__Task to complete__
Set down all of the entries below exactly, and omit the pictures.
*** Provided records ***
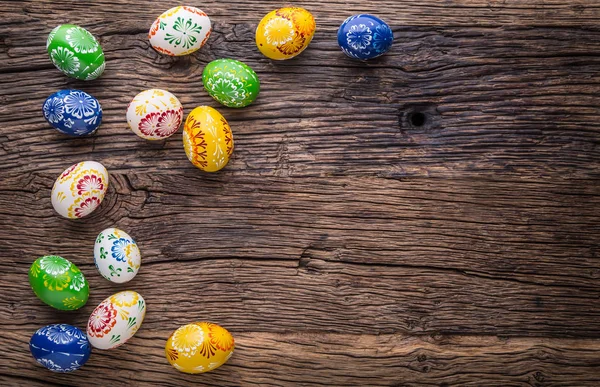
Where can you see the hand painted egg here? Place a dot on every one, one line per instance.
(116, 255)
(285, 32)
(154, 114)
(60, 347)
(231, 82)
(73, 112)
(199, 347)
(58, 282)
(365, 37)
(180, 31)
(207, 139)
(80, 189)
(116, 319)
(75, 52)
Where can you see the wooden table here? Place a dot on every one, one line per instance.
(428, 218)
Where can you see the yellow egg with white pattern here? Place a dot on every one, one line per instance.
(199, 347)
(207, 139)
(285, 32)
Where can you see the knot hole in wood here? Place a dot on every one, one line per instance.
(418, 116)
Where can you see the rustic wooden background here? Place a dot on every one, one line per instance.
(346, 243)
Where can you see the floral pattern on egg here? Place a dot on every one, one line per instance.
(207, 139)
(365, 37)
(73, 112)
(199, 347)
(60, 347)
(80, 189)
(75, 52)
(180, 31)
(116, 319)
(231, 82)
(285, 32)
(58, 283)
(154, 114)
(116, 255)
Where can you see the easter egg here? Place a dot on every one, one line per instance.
***
__Response area__
Where can you see the hand painted egg here? Place a dot on every one, one line per instance.
(116, 255)
(285, 32)
(154, 114)
(60, 347)
(231, 82)
(73, 112)
(199, 347)
(58, 282)
(365, 37)
(180, 31)
(207, 139)
(80, 189)
(116, 319)
(75, 52)
Where can you see the wooden table here? Place a dot on every one, one line per instance.
(428, 218)
Where can you see the yellow egg with white pattern here? Place a dot on every one, one line per instance.
(199, 347)
(207, 139)
(285, 32)
Where can you see the knot hole in wood here? Place a dot on every one, one line per instance.
(418, 116)
Where can you see the rustic wooden background here? Place a dot on every one, one line per instance.
(346, 243)
Where can you see the floral pattern on egg here? Place a dot on every one, one line per instance.
(207, 139)
(365, 37)
(73, 112)
(199, 347)
(60, 347)
(80, 189)
(75, 52)
(180, 31)
(116, 319)
(231, 82)
(285, 32)
(58, 283)
(154, 114)
(116, 255)
Where can you see the easter egg here? Place a dot on every one, one line per instance.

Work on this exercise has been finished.